EXCERPTED RECORDS>
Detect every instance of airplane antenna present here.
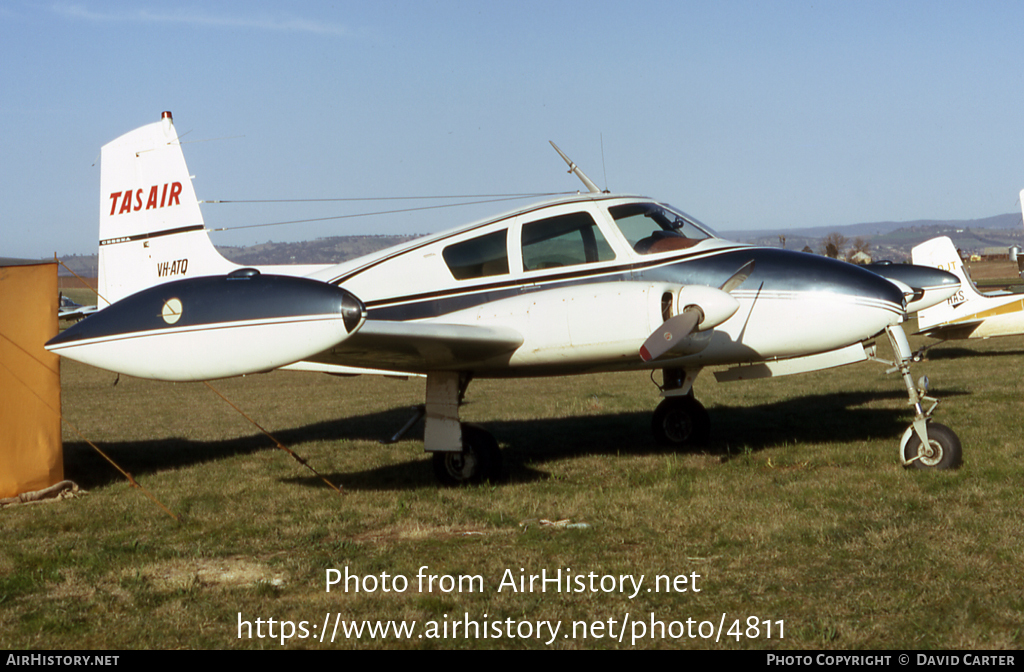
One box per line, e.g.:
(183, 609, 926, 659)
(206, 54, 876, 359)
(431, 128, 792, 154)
(549, 141, 601, 194)
(600, 133, 608, 192)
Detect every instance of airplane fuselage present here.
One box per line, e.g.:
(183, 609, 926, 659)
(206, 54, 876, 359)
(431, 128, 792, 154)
(304, 194, 908, 377)
(924, 295, 1024, 340)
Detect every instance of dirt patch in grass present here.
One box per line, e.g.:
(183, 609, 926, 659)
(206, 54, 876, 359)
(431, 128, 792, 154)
(350, 523, 514, 544)
(124, 557, 286, 591)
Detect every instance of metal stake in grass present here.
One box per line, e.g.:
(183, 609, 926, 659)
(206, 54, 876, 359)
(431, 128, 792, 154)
(203, 382, 344, 495)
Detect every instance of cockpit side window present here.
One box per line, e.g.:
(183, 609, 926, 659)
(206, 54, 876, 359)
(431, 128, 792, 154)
(442, 229, 509, 280)
(610, 203, 712, 255)
(521, 211, 615, 271)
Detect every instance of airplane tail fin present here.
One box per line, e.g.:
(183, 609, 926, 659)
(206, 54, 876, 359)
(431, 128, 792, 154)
(911, 236, 984, 332)
(97, 112, 241, 306)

YOUR TASK> Please reproduce every record exactly, leaving the pictures out.

ANSWER TO THE PROBLEM>
Detect every instance of airplane antenna present here.
One box per line, e.g.:
(183, 609, 926, 659)
(206, 54, 876, 359)
(431, 128, 792, 154)
(549, 141, 601, 194)
(600, 133, 608, 192)
Detect every instance of airplane fuselage present here.
One box per line, e.g.:
(183, 609, 926, 659)
(206, 54, 876, 359)
(431, 128, 792, 154)
(304, 194, 908, 377)
(924, 295, 1024, 340)
Detect every instance of dirt patch in grass present here.
One box per line, e.g.:
(183, 609, 926, 659)
(206, 54, 876, 359)
(431, 128, 792, 154)
(350, 523, 514, 544)
(124, 557, 286, 591)
Detect every instance of metal stake in grass present here.
One box per line, e.g.:
(183, 609, 926, 659)
(206, 54, 876, 359)
(431, 128, 792, 154)
(203, 382, 344, 495)
Detect every instance of cockpit side window present here.
One box per line, e.g.:
(183, 609, 926, 659)
(206, 54, 876, 359)
(431, 128, 792, 154)
(442, 229, 509, 280)
(610, 203, 712, 255)
(521, 211, 615, 271)
Detect every instance of airplane tail fin present here.
One box per line, e.g.:
(183, 609, 926, 659)
(206, 54, 876, 359)
(431, 128, 792, 154)
(911, 236, 984, 332)
(97, 112, 241, 306)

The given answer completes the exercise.